__Do this__
Convert every line of the records below into a numbered list, skipping blank lines and leaving out the pictures.

__Input material__
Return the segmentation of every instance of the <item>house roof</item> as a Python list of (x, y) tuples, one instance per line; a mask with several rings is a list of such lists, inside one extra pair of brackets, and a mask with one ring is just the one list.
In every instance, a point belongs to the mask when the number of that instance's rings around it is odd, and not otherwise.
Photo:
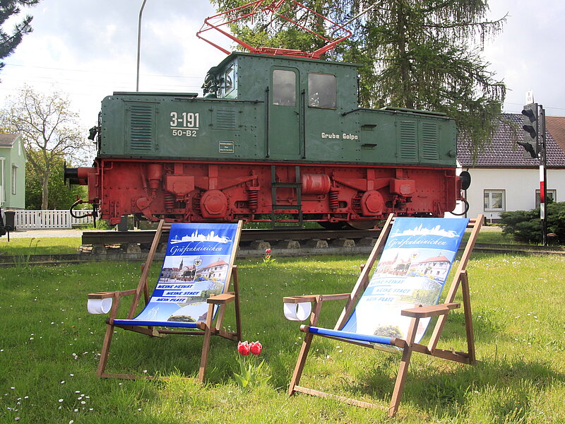
[[(559, 146), (550, 132), (552, 126), (550, 117), (546, 117), (547, 158), (547, 167), (565, 167), (565, 151)], [(564, 147), (565, 147), (565, 118), (561, 125)], [(521, 114), (502, 114), (500, 124), (494, 133), (492, 141), (486, 144), (473, 160), (470, 145), (464, 139), (458, 140), (457, 158), (463, 167), (537, 167), (540, 166), (537, 159), (524, 158), (524, 149), (516, 143), (522, 141), (525, 134), (521, 126), (523, 116)]]
[(565, 151), (565, 117), (545, 117), (545, 127), (561, 150)]
[(19, 136), (20, 134), (0, 134), (0, 147), (12, 147), (14, 141)]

__Answer to the exercise__
1. Return the segmentation of every instance of the <item>house roof</item> as a Python list of (x, y) tuples, one instance per line; a mask with several rings is a list of such lists, inside one extra pair of brackets, and a mask with one ring is just the one list.
2. In every instance, a point belongs to the mask when the number of that instance's rings around it is odd, and not otherwise.
3. Photo:
4. [[(559, 146), (550, 132), (552, 126), (550, 117), (546, 117), (547, 158), (547, 167), (565, 167), (565, 151)], [(564, 147), (565, 147), (565, 118), (561, 125)], [(521, 114), (502, 114), (500, 124), (494, 133), (492, 141), (486, 144), (473, 160), (470, 145), (464, 139), (458, 140), (457, 158), (463, 167), (537, 167), (540, 166), (537, 159), (524, 158), (524, 149), (516, 143), (522, 141), (525, 134), (521, 126), (523, 116)]]
5. [(565, 151), (565, 117), (545, 117), (545, 127), (561, 150)]
6. [(19, 136), (20, 134), (0, 134), (0, 147), (12, 147), (14, 141)]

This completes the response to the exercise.